* Task prompt:
Start to finish, print the entries exactly, and carry none of the pictures over.
===
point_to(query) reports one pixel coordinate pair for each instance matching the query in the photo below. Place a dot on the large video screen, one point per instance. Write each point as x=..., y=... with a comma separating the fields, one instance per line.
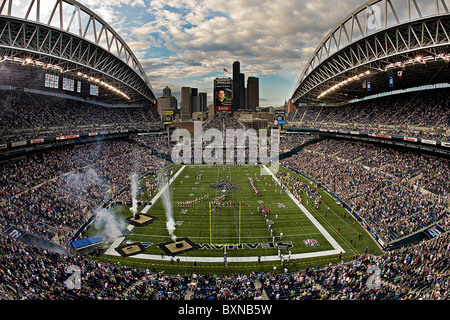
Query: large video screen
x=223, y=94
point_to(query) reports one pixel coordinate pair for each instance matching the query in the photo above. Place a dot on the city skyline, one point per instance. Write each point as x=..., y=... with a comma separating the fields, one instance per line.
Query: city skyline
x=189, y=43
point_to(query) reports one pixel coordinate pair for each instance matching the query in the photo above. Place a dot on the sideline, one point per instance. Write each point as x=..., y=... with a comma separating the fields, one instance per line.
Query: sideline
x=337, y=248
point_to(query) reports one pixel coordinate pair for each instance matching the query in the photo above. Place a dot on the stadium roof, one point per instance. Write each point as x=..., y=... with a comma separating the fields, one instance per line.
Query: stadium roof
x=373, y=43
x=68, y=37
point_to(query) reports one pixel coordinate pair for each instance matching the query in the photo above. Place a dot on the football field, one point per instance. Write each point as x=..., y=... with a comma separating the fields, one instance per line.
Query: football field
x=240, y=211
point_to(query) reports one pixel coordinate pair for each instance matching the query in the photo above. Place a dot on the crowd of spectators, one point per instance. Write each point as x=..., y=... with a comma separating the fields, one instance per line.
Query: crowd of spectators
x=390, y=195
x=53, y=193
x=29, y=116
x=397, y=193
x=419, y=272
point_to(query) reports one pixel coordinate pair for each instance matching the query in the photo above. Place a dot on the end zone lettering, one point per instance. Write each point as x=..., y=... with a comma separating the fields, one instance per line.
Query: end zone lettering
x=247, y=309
===
* Response to the task:
point_to(query) reports one pixel coordinate pair for each instance matching the query in the photo below. Place a dot on the large video screen, one point per instance. Write each point as x=..., y=... with a comma separating the fields, one instance per line.
Query: large video screen
x=223, y=94
point_to(query) reports one pixel coordinate pair for each instance matching the query in the photo above. Place a dot on the city skyline, one point per instance. Write each point as x=..., y=... with a comma separating the fields, one instance per line.
Query: city skyline
x=189, y=43
point_to(query) reports one pixel coordinate pair for each instance matching the query in the photo above. Place a dot on the sideline, one point per instance. Write each point as x=..., y=... with a comma separating the fields, one instance per line.
Query: sideline
x=337, y=248
point_to(query) reports one pixel coordinate pair for each instance matching the query in the photo above. Place a dot on the stadium roof, one point per instance. Write each point as x=..., y=... with a comma separating the fields, one instance per line.
Query: stadium roof
x=373, y=43
x=68, y=37
point_to(query) reports one pixel coordinate pair for each instance matching the query in the photo above. Place a dot on the football field, one point per instance. Write each point as x=..., y=... with a comma separating the fields, one instance per line.
Query: football field
x=240, y=211
point_to(query) reports one pixel coordinate pair for each instance matching the query in the photo above. Place a dot on the crowd of spectators, one point per instance. Write each point as x=..., y=... with a comma separating the fields, one instance per line.
Query: crowd of spectators
x=390, y=195
x=53, y=193
x=29, y=116
x=397, y=193
x=419, y=272
point_to(query) reports one pixel coordinate pair for each instance matching the query in the photo above. Place a dot on the end zone lettering, one point per instance. Write each point as x=..., y=... with a comma separating the fields, one instance per line.
Query: end zone lettering
x=247, y=309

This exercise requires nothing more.